◆ **What you have to do**
Extend the column on freelance teachers' fees and marketing, picking up right after its final sentence.

◆ **Page**
The Freelance Teacher

freelance teacher

The Freelance Teacher

Why Is It So Hard To Achieve a Decent Fee or Lesson Rate?

Hi! Welcome to this special corner of  EFL Magazine where you’ll find answers on how to raise your freelance teaching business into a financially secured career. If you’re looking for advice from a sympathetic freelance teaching colleague on how to attract new students (and perhaps more importantly why you don’t), write to Janine Bray-Mueller, a marketing enthusiast.

For the first edition of the EFL Magazine, here is how marketing relates to this question:

Why is it so hard to achieve a decent fee or lesson rate?

The Market Value of a Teacher’s Work on the Global Market Place

It is hard to set your fees higher when everyone else prices theirs at a low level, especially when you’re new to teaching. It feels arrogant to suggest your services are worth more than a teacher who has been teaching longer than 10 years.

It’s a small part of a problem that plagues most teachers — the value of teacher’s work on the global market place.

We have the potential to create life-changing transformations for students on many levels.

This can be intellectual, financial, personal recognition or satisfaction, just to name a few. But most teachers often have an attitude that their work is SO important, it should be made available to EVERYONE. Consequently, the trend is to under-price rather than accept a reality-based price for lessons and seminars that has to be and should be charged. As a result, pricing slips into an almost unconscious ‘price-fixing’ rule within our teaching community that in turn feeds insecurity and fears of survival. Can I pay the rent? Put food on the table?

Are you earning enough?

This underlying fear and insecurity drives many freelance teachers fighting over the little work still available in schools and institutes. However, in Europe, the going rates are € 8 – € 25 an hour. If you are the bread-earner in your family then these rates won’t pay your bills! The alternative is to become a professional freelance teacher — an entrepreneurial freelance teacher.

Find your own paying students, set up your own teaching service and go it alone!

I made this decision many years ago and have never looked back!

But please remember… A business is not a business unless it earns money!

The market economy evolves in a purely supply and demand environment and if any freelance teacher is going to survive, they must decide whether their business is a hobby or a professional teaching service. Setting up your freelancing shop won’t have students beating a path to your door without the help of signposts (marketing) showing the way. Waiting for the word to spread is a waste of your time. It only serves to steadily deplete what money is available in your bank account.

Yet it’s no surprise to hear teachers are too busy teaching. We all know that, but…

It’s soooo easy to forget the question of earning enough to cover your expenses while you prepare for your next lesson or seminar, that is ummm… until the postman drops the next bill into your letterbox.

Teachers must actively work at marketing their teaching service if they want students to find their door. To do this, all freelance teachers have to do the groundwork for stating their business case to the world. But what about…

…the ethical problem teachers feel about marketing?

I know many teachers in Europe who became a freelancer ‘by accident’ because schools and institutes saved on overhead costs or ‘outsourced’ the work. Skilled and experienced teachers found themselves with a pressing need to earn sufficient money for a decent standard of living. They had to teach and find new students and run a business at the same time. Not surprisingly, they were wholly unprepared for this new way of life — and blocked any ideas of marketing as unwanted memories of sleazy practices (spamming and telephone terror) sprang to mind.

Can marketing be ethical?

It is ethical, if you want it to be.

◆ **Data block**
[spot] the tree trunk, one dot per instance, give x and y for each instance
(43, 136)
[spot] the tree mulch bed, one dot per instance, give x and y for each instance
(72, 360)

◆ **Solved problem**
First off, remember that marketing is an umbrella-term. Marketing includes anything a teacher can do to create business — anything a teacher does to reach, to get, or to keep students or customers (repeat business). Selling, on the other hand, is getting students to part with their money.

This is what marketing will do for a freelance teacher:

  • It’s called marketing when a teacher’s offer is brought in front of the right students who are interested in what they teach. It’s marketing when the offer raises students’ awareness about what they do and the kind of teaching service they give because how will students know what they teach, the level, the specialisation, the location, the prices, etc. if nobody tells them? If teachers are invisible on the teaching market and cannot let students know about their business, how will they find them?

That brings us to another aspect about the marketing offer. How do teachers construct their message as in USPs (unique selling point), branding and positioning of their teaching service on the market?

  • Marketing helps teachers lay out their message to students interested in what they teach. A private student or business customer wants to know if a teacher is genuine. They want to find a teacher they can trust and not have to keep looking for one endlessly. Prospective students want to decide if they’ve made the right choice. They’ll study for example, the prospectus, business cards, and websites. Each message should convince students without fluff and hype.

Is that unethical?

I don’t think so.

Marketing has solutions that go an inch wide and a mile deep

Here, for example, are three sources of information to help new students determine whether to hire you or not. When you are preparing this information for the first time, you may realise the job is not as simple as it looks. They hide a multitude of (marketing) problems:

  1. A prospectus is never the same but all include these four pieces of information: text describing your experience and qualifications, the uniqueness of your methodology, your (teaching) philosophy, and of course, includes prepared and planned testimonials.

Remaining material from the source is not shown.